_SOURCE TEXT_
_ _ _ _ _

General characteristics
- Class & type: Duke-class Type 23 frigate
- Displacement: 4,900 tonnes
- Length: 133 m (436 ft 4 in)
- Beam: 16.1 m (52 ft 10 in)
- Draught: 7.3 m (23 ft 11 in)
- Propulsion: Combined diesel-electric and gas (CODLAG); 2 × Rolls-Royce Spey boost gas-turbines; 4 × Paxman Valenta diesel engines; 2 × GEC electric motors;
- Speed: 28 knots (52 km/h; 32 mph); 15 kn (28 km/h; 17 mph) on diesel-electric;
- Range: 7,800 nmi (14,400 km; 9,000 mi) at 15 kn
- Complement: 185
- Armament: 2 × ASuW Harpoon quad launchers; 32 CAMM Sea Ceptor surface-to-air missiles; 1 × BAE 4.5-inch (113 mm) Mk 8 gun; 2 × Oerlikon 30 mm guns; 4 × Sting Ray torpedo tubes; Seagnat and DLF3 decoy launchers;
- Aircraft carried: Eurocopter AS332 Super Puma or Eurocopter AS365 Dauphin

= HMS Grafton (F80) =

Frigate of the Royal Navy

HMS Grafton is a Type 23 frigate formerly in service with the Royal Navy. She was the ninth vessel to bear the name, and is named after the Duke of Grafton. Ordered in January 1992, Grafton was laid down on 13 May 1993 by Yarrow Shipbuilders. The frigate was launched on 5 November 1994 and commissioned into the Royal Navy on 29 May 1997 with the pennant number F80. In 2007 the ship was transferred to Chile as Almirante Lynch and, having undergone a significant upgrade from 2019 to 2020, remains in service with the Chilean Navy.

_ _ _ _ _

_PROVIDED INFORMATION_
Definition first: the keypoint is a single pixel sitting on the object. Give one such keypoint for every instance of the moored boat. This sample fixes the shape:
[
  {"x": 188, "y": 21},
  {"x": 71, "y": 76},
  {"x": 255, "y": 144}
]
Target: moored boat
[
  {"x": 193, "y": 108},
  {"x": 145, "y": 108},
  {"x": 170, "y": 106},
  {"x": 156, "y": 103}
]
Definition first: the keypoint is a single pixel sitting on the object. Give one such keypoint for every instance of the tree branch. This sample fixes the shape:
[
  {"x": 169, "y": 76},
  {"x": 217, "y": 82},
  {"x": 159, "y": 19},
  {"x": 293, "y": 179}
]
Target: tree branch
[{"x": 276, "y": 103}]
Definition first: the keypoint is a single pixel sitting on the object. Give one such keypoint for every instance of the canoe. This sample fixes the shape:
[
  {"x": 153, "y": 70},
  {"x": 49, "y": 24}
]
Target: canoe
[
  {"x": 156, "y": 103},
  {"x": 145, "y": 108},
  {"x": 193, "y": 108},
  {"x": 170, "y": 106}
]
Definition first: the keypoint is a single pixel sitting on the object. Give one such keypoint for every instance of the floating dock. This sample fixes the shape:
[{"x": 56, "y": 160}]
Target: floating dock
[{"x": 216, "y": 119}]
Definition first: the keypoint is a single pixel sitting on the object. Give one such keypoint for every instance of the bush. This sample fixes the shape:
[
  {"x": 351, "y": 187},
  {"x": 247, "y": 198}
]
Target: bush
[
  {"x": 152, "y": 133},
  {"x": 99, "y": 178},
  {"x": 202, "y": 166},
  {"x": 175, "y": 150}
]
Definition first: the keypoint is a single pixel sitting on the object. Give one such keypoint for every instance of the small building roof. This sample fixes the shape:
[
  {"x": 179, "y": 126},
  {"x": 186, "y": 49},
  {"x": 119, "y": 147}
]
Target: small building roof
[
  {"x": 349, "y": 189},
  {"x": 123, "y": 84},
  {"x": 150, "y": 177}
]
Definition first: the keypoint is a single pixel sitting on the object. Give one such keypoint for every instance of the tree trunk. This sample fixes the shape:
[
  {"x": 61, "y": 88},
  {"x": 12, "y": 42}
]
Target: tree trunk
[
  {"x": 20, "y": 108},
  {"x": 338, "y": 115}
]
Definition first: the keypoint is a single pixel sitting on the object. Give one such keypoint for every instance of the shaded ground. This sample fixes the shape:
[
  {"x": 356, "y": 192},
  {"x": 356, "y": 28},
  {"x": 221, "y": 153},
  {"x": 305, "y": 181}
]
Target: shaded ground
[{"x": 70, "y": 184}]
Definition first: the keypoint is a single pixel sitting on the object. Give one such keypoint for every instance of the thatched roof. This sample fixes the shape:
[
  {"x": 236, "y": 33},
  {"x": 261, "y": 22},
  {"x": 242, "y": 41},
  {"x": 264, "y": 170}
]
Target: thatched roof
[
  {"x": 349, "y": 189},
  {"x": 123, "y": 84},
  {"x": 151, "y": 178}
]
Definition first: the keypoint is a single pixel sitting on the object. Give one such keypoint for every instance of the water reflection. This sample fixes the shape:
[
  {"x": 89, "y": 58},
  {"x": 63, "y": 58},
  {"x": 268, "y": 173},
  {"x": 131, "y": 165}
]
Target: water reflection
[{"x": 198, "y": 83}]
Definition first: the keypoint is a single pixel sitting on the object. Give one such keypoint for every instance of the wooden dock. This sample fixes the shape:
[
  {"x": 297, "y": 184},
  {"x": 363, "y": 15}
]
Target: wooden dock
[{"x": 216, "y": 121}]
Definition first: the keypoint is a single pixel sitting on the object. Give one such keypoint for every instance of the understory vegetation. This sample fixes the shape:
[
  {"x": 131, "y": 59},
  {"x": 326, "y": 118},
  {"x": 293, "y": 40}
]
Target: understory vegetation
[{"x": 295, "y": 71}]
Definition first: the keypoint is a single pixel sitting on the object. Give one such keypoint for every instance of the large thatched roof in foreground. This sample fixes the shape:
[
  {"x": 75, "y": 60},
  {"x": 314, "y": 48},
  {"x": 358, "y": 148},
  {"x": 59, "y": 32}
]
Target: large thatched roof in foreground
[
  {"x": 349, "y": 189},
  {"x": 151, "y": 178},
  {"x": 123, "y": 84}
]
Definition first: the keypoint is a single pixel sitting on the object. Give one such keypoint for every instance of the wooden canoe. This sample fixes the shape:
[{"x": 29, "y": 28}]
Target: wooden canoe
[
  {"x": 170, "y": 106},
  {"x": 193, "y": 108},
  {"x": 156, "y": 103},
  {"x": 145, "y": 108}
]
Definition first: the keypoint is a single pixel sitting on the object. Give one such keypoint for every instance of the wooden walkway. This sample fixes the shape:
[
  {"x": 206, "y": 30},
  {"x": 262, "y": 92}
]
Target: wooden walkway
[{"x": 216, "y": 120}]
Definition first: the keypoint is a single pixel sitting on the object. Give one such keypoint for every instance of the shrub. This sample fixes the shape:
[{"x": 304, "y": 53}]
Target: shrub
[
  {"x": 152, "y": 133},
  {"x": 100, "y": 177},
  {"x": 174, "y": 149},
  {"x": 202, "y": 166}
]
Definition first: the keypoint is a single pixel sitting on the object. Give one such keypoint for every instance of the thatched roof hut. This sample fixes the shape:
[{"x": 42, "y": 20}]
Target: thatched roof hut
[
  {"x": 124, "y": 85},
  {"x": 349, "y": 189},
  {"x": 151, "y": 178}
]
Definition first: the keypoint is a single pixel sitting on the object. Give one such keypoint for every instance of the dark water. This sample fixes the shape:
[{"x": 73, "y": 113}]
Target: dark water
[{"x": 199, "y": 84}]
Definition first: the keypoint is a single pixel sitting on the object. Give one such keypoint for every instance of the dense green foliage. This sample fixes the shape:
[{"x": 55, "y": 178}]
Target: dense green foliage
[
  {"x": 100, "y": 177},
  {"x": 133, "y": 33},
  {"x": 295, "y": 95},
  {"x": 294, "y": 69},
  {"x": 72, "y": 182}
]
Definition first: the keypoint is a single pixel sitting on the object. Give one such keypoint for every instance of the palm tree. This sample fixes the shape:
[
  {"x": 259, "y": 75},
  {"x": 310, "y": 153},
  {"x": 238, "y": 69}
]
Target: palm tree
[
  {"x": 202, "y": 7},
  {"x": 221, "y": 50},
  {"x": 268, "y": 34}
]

_ _ _ _ _

_WORK TO BE COMPLETED_
Rewrite the HMS Grafton text above, beginning at the words "General characteristics" and stopping after "(23 ft 11 in)", with "Beam" replaced by "Width".

_SOLUTION_
General characteristics
- Class & type: Duke-class Type 23 frigate
- Displacement: 4,900 tonnes
- Length: 133 m (436 ft 4 in)
- Width: 16.1 m (52 ft 10 in)
- Draught: 7.3 m (23 ft 11 in)